Written problem 1: Using the student loan replies below, decide whether each statement is true: (a) student loans are generally dischargeable in bankruptcy; (b) paying a bit more than required each month lowers the total interest paid; (c) the person asking about refinancing currently has a rate of around 6%. Answer yes or no for each, quoting the words from the student loan replies that settle it.

Text extract:
>>>

Ms. Orlando, generally student loans aren't dischargeable when you file bankruptcy. Your loan (not sure whether you're dealing with a federal student loan or private student loan) likely went into default if you weren't making payments on the loan. Your lender should have been in contact with you once your loan went into the repayment period so you could begin making payments. . You'll need to find out where your loan stands now with the lender and work with them to arrange payments. If you're dealing with a federal student loan you may be able to rehabilitate your loan to get it out of a default status. But you'll still be responsible for the total amount you borrowed, plus interest.

Mike, when you took out the loan you agreed to pay the money back, plus interest, so you can't just pay the principal amount. The interest is the cost of borrowing and the promissory note that you signed detailed the full terms of your loan including interest accrual and the variable interest rate. . If you're looking for options to payoff the loan a little faster, you may want to pay a little more than is required each month. That will reduce the total amount of interest you pay over the life of your loan.

Susan, if your son has a private student loan the interest rate is based on the credit guidelines of the lender. Does he have a cosigner on his loan? A cosigner with excellent credit may help him qualify for better terms. Because you can't refinance student loans in the traditional sense, your son may be able to get a new loan with potentially better terms by consolidating his private student loan. Essentially this is taking out a new loan, which pays off the old one.

I currently have a large amount of private student loan debt at a variable rate (3mo Libor + %). Accordingly, my current rate is around 4.5%. I am paying double and triple each month but was wondering if it is possible to refinance the debt at a fixed rate of interest. I would be willing to refinance for a fixed rate somewhere in the neighborhood of 6%. Does anyone provide this service?

<<<

Written problem 2: Please output every line of the rows below as a JSON list of strings, one string per line. Skip blank lines and leave out the pictures.

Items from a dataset

>>>

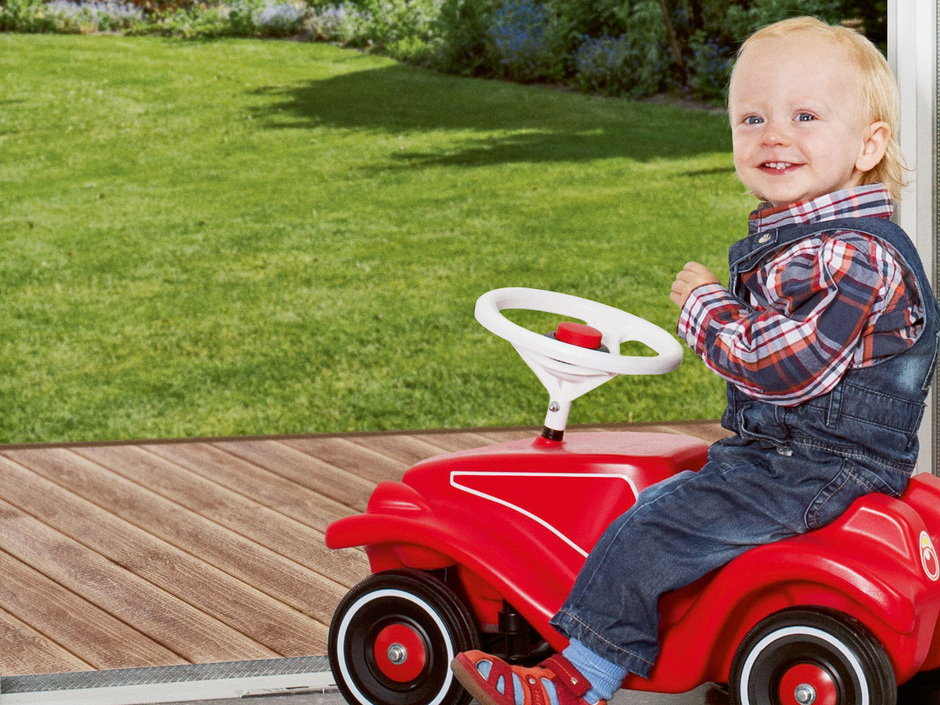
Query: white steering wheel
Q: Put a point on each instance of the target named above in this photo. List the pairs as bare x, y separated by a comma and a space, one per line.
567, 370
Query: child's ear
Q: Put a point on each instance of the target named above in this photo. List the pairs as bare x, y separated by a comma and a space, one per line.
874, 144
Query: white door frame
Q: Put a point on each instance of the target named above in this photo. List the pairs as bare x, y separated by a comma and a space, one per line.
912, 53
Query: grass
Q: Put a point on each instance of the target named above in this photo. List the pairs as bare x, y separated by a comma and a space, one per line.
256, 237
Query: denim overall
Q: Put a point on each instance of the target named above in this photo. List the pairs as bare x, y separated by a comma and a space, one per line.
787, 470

<<<

Final answer 1:
(a) No: "generally student loans aren't dischargeable when you file bankruptcy."
(b) Yes: "That will reduce the total amount of interest you pay over the life of your loan."
(c) No: "my current rate is around 4.5%."

Final answer 2:
[
  "Query: white steering wheel",
  "Q: Put a point on each instance of the target named above in this photo. List the pairs as bare x, y separated by a comma and a space, one per line.",
  "567, 370",
  "Query: child's ear",
  "Q: Put a point on each instance of the target named above in this photo. List the pairs as bare x, y separated by a comma and a space, one per line.",
  "874, 144",
  "Query: white door frame",
  "Q: Put a point on each instance of the target named above in this photo. List the pairs as bare x, y separated by a comma and a space, one per line.",
  "912, 53",
  "Query: grass",
  "Q: Put a point on each instance of the target named above in this photo. List the pairs as bare x, y separated by a comma and a space, one per line.",
  "256, 237",
  "Query: denim overall",
  "Q: Put a point on each instance of the target named above in this photo. List the pairs as bare x, y separated by a comma and a space, one per line.",
  "787, 470"
]